Task item:
Each line of the listing that contains "clicks" should be found and copied.

___ Supplied information ___

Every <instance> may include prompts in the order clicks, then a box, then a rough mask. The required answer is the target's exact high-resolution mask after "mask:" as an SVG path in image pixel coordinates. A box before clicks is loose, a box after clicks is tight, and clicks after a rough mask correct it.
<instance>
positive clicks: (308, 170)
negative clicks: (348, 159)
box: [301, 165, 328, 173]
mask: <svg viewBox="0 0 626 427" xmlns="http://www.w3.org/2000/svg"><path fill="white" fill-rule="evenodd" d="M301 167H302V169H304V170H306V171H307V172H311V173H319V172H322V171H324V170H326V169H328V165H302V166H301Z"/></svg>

___

Finished task:
Every <instance> may include prompts in the order clicks, then a box, then a rough mask. The required answer is the target's exact high-resolution mask after "mask:" as an SVG path in image pixel coordinates. A box before clicks is loose, a box after clicks is tight, and clicks after a rough mask correct it.
positive clicks: (308, 170)
negative clicks: (348, 159)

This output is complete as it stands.